Reproduce each line exactly. Skip none.

▶ _EXERCISE DATA_:
·····
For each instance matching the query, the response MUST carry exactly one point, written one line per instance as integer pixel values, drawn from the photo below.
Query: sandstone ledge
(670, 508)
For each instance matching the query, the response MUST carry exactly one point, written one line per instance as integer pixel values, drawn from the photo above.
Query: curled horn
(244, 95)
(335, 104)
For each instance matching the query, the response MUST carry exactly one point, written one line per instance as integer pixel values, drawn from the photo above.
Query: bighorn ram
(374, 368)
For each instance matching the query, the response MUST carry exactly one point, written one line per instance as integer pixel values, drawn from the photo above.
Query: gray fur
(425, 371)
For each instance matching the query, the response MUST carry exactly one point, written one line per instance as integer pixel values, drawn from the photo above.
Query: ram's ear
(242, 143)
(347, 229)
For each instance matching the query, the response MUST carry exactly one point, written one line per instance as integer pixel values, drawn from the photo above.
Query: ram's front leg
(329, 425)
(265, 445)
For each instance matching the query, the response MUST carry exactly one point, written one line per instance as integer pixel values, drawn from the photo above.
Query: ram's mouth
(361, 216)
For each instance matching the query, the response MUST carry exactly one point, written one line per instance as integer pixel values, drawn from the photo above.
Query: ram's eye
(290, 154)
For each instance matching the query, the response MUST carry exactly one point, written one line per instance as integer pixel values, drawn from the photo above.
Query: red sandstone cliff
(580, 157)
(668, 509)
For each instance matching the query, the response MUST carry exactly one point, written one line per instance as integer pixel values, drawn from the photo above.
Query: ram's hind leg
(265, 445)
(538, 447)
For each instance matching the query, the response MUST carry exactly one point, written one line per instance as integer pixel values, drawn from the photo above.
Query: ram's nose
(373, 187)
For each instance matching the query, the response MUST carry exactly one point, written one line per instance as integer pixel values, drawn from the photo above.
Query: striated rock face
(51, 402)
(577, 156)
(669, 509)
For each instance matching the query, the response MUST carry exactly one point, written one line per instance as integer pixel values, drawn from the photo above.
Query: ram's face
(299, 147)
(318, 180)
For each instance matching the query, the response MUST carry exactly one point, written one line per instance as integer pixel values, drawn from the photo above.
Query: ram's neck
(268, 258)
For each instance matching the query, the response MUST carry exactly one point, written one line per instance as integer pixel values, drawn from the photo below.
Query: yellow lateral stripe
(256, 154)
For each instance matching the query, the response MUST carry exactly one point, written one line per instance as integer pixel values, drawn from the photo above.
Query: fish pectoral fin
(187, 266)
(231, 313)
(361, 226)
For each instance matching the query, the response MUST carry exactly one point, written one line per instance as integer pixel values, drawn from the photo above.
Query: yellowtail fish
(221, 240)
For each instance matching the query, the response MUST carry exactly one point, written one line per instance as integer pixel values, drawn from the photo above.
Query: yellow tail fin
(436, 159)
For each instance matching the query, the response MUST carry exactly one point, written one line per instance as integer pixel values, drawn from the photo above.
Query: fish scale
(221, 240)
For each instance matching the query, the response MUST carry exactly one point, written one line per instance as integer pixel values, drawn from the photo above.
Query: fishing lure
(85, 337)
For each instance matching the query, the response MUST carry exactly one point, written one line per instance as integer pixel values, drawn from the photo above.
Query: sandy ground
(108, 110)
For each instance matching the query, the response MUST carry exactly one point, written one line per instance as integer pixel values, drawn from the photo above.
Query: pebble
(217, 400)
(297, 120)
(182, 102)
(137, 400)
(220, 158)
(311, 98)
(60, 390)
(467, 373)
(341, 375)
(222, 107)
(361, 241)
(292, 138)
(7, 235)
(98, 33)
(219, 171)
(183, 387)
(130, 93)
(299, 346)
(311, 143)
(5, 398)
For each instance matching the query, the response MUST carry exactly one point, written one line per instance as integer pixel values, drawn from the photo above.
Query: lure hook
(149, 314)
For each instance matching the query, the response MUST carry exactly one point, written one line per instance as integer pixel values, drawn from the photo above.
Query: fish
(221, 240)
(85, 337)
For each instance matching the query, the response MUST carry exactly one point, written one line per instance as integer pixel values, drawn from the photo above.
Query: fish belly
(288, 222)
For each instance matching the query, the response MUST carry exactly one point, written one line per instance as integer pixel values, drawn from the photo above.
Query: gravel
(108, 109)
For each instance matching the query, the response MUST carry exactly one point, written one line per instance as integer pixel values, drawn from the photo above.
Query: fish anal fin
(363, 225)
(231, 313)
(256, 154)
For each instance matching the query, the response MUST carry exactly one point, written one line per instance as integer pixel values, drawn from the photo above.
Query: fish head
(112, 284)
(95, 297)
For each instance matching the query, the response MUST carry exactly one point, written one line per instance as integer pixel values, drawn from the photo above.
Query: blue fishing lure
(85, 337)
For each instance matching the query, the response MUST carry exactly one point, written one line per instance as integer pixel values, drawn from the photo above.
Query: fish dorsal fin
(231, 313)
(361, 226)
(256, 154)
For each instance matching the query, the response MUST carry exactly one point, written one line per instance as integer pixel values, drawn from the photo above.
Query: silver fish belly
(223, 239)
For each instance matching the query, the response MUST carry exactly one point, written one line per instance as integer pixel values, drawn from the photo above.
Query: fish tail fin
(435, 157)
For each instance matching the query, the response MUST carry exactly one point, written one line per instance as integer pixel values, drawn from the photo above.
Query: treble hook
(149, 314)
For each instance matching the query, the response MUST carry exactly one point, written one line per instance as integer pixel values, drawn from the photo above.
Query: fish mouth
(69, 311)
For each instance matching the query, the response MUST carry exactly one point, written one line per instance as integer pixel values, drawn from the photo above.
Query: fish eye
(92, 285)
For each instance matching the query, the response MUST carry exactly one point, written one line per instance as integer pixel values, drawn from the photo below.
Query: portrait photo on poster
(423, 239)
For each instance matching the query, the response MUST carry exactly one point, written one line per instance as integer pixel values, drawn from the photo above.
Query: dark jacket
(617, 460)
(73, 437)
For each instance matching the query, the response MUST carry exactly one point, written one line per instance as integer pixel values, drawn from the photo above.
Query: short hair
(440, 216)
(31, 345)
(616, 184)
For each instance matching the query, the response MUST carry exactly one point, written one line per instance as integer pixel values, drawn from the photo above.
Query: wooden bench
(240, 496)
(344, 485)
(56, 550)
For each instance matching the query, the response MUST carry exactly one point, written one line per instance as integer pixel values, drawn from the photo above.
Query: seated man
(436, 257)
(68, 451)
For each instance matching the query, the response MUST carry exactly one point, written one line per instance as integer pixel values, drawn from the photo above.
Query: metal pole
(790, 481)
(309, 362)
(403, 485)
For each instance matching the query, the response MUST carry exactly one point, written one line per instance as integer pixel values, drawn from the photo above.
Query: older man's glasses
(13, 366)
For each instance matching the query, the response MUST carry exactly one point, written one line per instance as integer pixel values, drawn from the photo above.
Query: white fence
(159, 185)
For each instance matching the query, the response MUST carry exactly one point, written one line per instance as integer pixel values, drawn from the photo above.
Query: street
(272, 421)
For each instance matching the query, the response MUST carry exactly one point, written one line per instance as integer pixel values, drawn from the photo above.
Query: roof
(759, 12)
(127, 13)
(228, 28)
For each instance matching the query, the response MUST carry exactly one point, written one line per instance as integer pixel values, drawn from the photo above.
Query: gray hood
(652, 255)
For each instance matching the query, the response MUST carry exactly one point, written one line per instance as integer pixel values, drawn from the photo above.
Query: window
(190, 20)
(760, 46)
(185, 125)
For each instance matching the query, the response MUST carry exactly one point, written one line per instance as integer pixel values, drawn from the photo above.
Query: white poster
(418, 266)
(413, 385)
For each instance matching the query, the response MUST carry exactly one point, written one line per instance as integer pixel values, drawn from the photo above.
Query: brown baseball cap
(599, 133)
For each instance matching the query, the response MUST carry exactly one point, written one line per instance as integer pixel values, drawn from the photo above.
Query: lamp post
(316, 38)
·····
▶ _OUTPUT_:
For each instance matching the query, the response MUST carry exactly one point, written one line per instance as integer pixel values, drawn from the photo below.
Query: sandstone ledge
(670, 508)
For each instance matching the query, the response MUST carry exactly one point, written one line per instance as integer pixel values, drawn from the photo above.
Query: curled horn
(244, 95)
(335, 104)
For each instance matching the query, the response MUST carry exactly one point, written one line per instance as integer pixel values, drawn from the photo above.
Query: bighorn ram
(374, 368)
For each instance matching the query, the response MUST carry exactly one point, written one line per instance as integer pixel values, drawn from the photo above.
Query: gray fur
(425, 371)
For each instance matching the query, the response MUST carry exactly one point, written one line per instance as integer pixel values, drawn from the photo above.
Query: ram's ear
(242, 143)
(347, 229)
For each instance matching the query, the response MUST carry exactly one point, written one line per instance as integer pixel values, drawn from the photo above.
Query: ram's front leg
(329, 425)
(265, 445)
For each instance matching the query, the response MUST carry exactly one point, written one line per instance as integer pixel values, drawn from the photo above.
Query: ram's mouth
(361, 216)
For each instance matching the query, the response MUST carry exactly one point, written one line per instance as integer pixel values, drawn from the photo above.
Query: ram's eye
(290, 154)
For each instance matching the query, the response MUST carry exactly one point, written one line per instance as integer pixel values, drawn from the photo above.
Query: red sandstone cliff
(580, 157)
(668, 509)
For each instance matching the query, the response MUST carry exactly one point, written one line per instance as integer pixel values, drawn from the photo above.
Query: ram's hind leg
(265, 445)
(538, 447)
For each instance matching the query, the response MUST carry exactly one point, written one line per instance as integer pixel values, drawn from the photo above.
Query: ram's nose
(373, 187)
For each instance matching the query, the response MUST carry exactly one point, written one line per instance as integer pixel values, drawn from the photo above.
Query: striated rock face
(51, 402)
(577, 156)
(669, 509)
For each instance matching the query, the response MUST carry exactly one point, written one line per instance as integer pixel values, drawn from the photo above.
Query: ram's face
(299, 147)
(318, 180)
For each instance matching the query, the response MUST carry exactly one point, written one line per instance as integer pixel values, drawn from the photo above.
Query: ram's neck
(268, 258)
For each instance matching the query, the response MUST carry exactly one point, written one line per instance as integer pixel values, drawn from the photo below.
Query: yellow lateral stripe
(256, 154)
For each instance matching the query, the response MUST carry exactly one point, written one line per instance as integer pixel values, drawn from the photo above.
Query: fish pectoral fin
(187, 266)
(231, 313)
(361, 226)
For each instance matching the query, the response MUST carry exactly one point, written one line per instance as integer pixel values, drawn from the photo above.
Query: yellowtail fish
(221, 240)
For each instance matching the query, the response MUST carry exactly one point, written one line per instance as integer pixel values, drawn from the photo above.
Query: yellow tail fin
(436, 159)
For each instance matching the query, the response MUST carry exactly one point, written one line per instance as integer pixel values, drawn from the photo above.
Query: fish scale
(221, 240)
For each instance matching the query, the response MUST carry exactly one point, written one line per instance as integer pixel values, drawn from the photo above.
Query: fishing lure
(85, 337)
For each instance matching the query, the response MUST carry exactly one point, written one line per instance as integer pixel values, drawn from the photo above.
Query: sandy ground
(108, 110)
For each instance matching the query, the response MUST carry exactly one point, written one line per instance as integer pixel values, drawn from the photo above.
Query: pebble
(217, 400)
(297, 120)
(182, 102)
(137, 400)
(220, 158)
(311, 98)
(60, 390)
(467, 373)
(341, 375)
(222, 107)
(361, 241)
(292, 138)
(7, 235)
(98, 33)
(219, 171)
(183, 387)
(130, 93)
(299, 346)
(311, 143)
(5, 398)
For each instance matching the query, the response MUST carry exactly one point, written one line per instance as integer pixel values, drawn from the photo above.
Query: lure hook
(149, 314)
For each instance matching the query, the response MUST carry exactly one point, written one line per instance as integer pixel values, drawn from the photo above.
Query: fish
(221, 240)
(85, 337)
For each instance matching the query, the response MUST carry exactly one point, written one line per instance as integer pixel values, drawn from the photo above.
Query: fish belly
(288, 222)
For each instance matching the query, the response MUST carry exactly one point, written one line per instance as integer pixel values, drawn from the photo above.
Query: gravel
(108, 109)
For each instance matching the query, the response MUST carry exactly one point, written one line per instance as integer pixel values, drawn from the photo above.
Query: fish anal fin
(363, 225)
(231, 313)
(256, 154)
For each instance matching the query, the response MUST carry exactly one point, written one line per instance as integer pixel values, drawn from the photo above.
Query: fish head
(112, 284)
(95, 297)
For each instance matching the query, the response MUST carry exactly one point, written one line per instance as integer pixel values, drawn from the photo above.
Query: blue fishing lure
(85, 337)
For each instance matching the query, the response MUST carry exactly one point, written one line per instance as integer pixel values, drawn from the photo above.
Query: fish dorsal fin
(231, 313)
(361, 226)
(256, 154)
For each instance matching the query, the response MUST carry exactly one point, written one line per instance as integer pixel values, drawn from the photo above.
Query: silver fish belly
(223, 239)
For each instance matching the query, the response MUST carry exactly one point, written one line per instance as integer pixel values, drawn from the photo above.
Query: fish tail fin
(435, 157)
For each instance matching the query, the response MUST carry exactly one point, written one line per instance as integer pixel values, drawn from the photo above.
Query: treble hook
(149, 314)
For each instance matching the query, the response MUST carry exactly one point, written one line per instance as integer pixel values, drawn from the photo above.
Query: fish mouth
(69, 311)
For each instance matching the query, the response MUST carry exactly one point, written one line per instance as integer pixel values, drawn from the photo above.
Query: fish eye
(92, 285)
For each instance matching the query, the response MUST carry exactly one point, written one line per instance as integer pixel values, drawn from the photo below.
Query: portrait photo on poster
(423, 239)
For each instance matching the query, the response MUST carry exactly one point, written one line per instance as integer pixel values, drawn from the photo above.
Query: dark jacket
(617, 460)
(73, 437)
For each instance matching the query, the response MUST carry exactly one point, written one line per instance as integer pixel values, drawn from the photo above.
Query: short hair
(440, 216)
(31, 345)
(616, 184)
For each instance matching the query, the response MUST carry exactly one point, written one line per instance as integer pixel values, drawn from the photo above.
Query: wooden bench
(240, 496)
(344, 485)
(56, 550)
For each instance matching the query, the response MUST carry exactly one point, written one line per instance as integer pixel values, drawn from the photo above.
Query: seated man
(436, 257)
(68, 451)
For each instance matching the query, the response MUST carry exactly one point, written one line per instance as integer pixel values, drawn from the photo above.
Query: metal pole
(790, 481)
(309, 362)
(403, 485)
For each instance matching the query, the response MUST carry exactly one point, written one line per instance as integer pixel values, drawn from the photo above.
Query: older man's glasses
(13, 366)
For each instance matching the query, the response MUST carry exactly one point, written one line per instance as integer pixel values, drawn from the photo above.
Query: white fence
(159, 185)
For each instance matching the query, the response MUST carry exactly one point, written one line per instance as integer pixel values, drawn from the photo above.
Query: street
(272, 421)
For each instance matching the query, the response MUST carry exactly one point, written one line per instance as integer pixel values, drawn from the photo above.
Query: roof
(759, 12)
(127, 13)
(228, 28)
For each instance matching the query, the response MUST carry exactly one point, written one line per instance as integer pixel values, drawn from the photo above.
Query: gray hood
(652, 255)
For each instance matching the query, the response MUST carry exactly one point, written one line per instance as integer pixel values, drawn from the photo above.
Query: window
(190, 20)
(760, 46)
(185, 125)
For each instance matching the query, the response MUST carry exactly one point, written one line per instance as integer pixel values, drawn from the photo above.
Query: white poster
(418, 266)
(413, 385)
For each instance matching the query, the response MUST carry exactly one point, written one line per instance as integer pixel values, drawn from the photo above.
Query: brown baseball cap
(599, 133)
For each instance matching the query, the response MUST carry exactly one point, written one line per instance as integer pixel values, drawn from the photo above.
Query: lamp post
(316, 38)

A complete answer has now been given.